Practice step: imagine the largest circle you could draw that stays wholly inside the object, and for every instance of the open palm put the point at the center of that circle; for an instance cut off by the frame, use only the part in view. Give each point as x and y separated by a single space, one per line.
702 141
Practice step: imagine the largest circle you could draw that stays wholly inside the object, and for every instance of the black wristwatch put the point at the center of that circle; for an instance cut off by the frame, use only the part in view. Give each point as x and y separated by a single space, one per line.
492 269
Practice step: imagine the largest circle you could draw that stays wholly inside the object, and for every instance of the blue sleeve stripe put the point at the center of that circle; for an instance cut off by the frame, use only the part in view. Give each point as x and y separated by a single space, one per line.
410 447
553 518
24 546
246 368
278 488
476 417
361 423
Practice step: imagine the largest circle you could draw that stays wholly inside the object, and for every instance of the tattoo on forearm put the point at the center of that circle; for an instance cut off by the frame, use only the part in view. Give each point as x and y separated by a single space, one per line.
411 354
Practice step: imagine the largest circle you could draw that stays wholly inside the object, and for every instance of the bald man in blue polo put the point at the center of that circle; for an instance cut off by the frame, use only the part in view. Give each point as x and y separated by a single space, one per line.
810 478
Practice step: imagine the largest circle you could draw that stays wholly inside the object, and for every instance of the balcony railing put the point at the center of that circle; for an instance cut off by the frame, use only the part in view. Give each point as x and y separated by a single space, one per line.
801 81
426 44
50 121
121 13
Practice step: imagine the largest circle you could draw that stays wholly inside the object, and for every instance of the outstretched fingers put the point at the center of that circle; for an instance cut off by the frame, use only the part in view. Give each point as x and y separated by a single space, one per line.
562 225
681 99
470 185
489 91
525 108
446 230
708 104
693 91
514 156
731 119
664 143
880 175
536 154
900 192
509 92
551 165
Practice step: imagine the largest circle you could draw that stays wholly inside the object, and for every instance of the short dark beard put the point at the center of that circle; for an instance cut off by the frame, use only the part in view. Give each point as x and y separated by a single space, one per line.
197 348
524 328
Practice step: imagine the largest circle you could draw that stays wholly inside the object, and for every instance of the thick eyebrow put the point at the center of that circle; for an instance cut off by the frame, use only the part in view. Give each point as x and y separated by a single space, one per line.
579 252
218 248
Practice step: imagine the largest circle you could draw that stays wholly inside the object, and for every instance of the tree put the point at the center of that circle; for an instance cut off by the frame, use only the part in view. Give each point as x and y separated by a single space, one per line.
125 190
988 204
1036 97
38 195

========

*What needs to be done:* Copy all of the entries above word for word, line by line, without changing anything.

*The output:*
Practice step: imagine the largest circle you could draw that stays wholly inside the object, and for every instance of the open palm put the point at the center of that circle; for an instance cut off by the frame, use only the part in view. Give each point as x and y separated by a single space, one per line.
702 141
Practice step: imagine the largest circle you could draw that stays wholly inside the object, and for every instance of the black wristwatch put the point at the center of that circle; for an instance cut off by the frame, use only the part in view. Give each point as x and y separated by a single space, one per line.
492 269
Practice step: imagine the largest circle you could draw that stays wholly inside the object, and for every instance of the blue sleeve stripe put the point at the center of that circle; for an instance cut off by the frame, use only the part in view. Give each point as x and y separated by a single space, one per line.
410 447
553 518
24 546
246 368
278 488
476 417
361 423
Practice step: imagine the largest circle you could draw that stays wholly inside the object, and for every instance of the tattoo on forearm put the point at the center of that circle; for an instance cut off by the frame, use only the part in view. Give each point as x and y separated by a single space, one per line.
411 354
Practice step: imagine the largest circle you could draw that stays wholly inside the object, and for every instance of the bald man in blue polo put the point at the center of that circle; for an instance cut off by the frame, use only the part in view. Give each point as x and y separated by a single space, one per line.
810 478
Practice step: imagine the largest circle you could draw that stays wholly inside the object, and for every instance of the balcony railing put the point at the center of that circle; for an instance cut off by the frame, use only the part in view. Give each point as x and y separated by a single space, one per line.
801 81
426 44
50 121
121 13
Practice step: imagine the largest circle you could draw that stays wholly inside the object, and for every instance of the outstretched fingers put the point at the center of that circle; for an instance cut off by the frame, use only the part in view. Give each point as x and y separated by a single space, one per line.
562 225
681 99
470 185
489 91
525 108
446 230
708 104
693 91
514 156
731 119
664 143
880 175
536 154
900 192
509 92
551 165
Practice step: imagine the largest circle you could draw that stays wholly inside the object, and for every instance of the short dark beard put the point at the center of that circle; for an instance cut off by the frame, use only the part in view. Give each point as x and y separated by a single space, one per line.
197 348
524 328
Practice step: imagine the largest circle you could draw that stays wholly inside the object, and for every instance of the thick eyebrow put the point at the center of that circle; for an instance cut off by the frame, use only the part in view. Give each point as x and y separated by a single space, one per line.
579 252
218 248
Practice step: imagine the largest circle you could draw that stays wholly inside the object, and for every instance of the tree put the point at the center of that circle; for an instance cut off by the frame, use only the part in view. Give each point as x and y separated by a single space, one per line.
125 190
988 204
1036 97
38 195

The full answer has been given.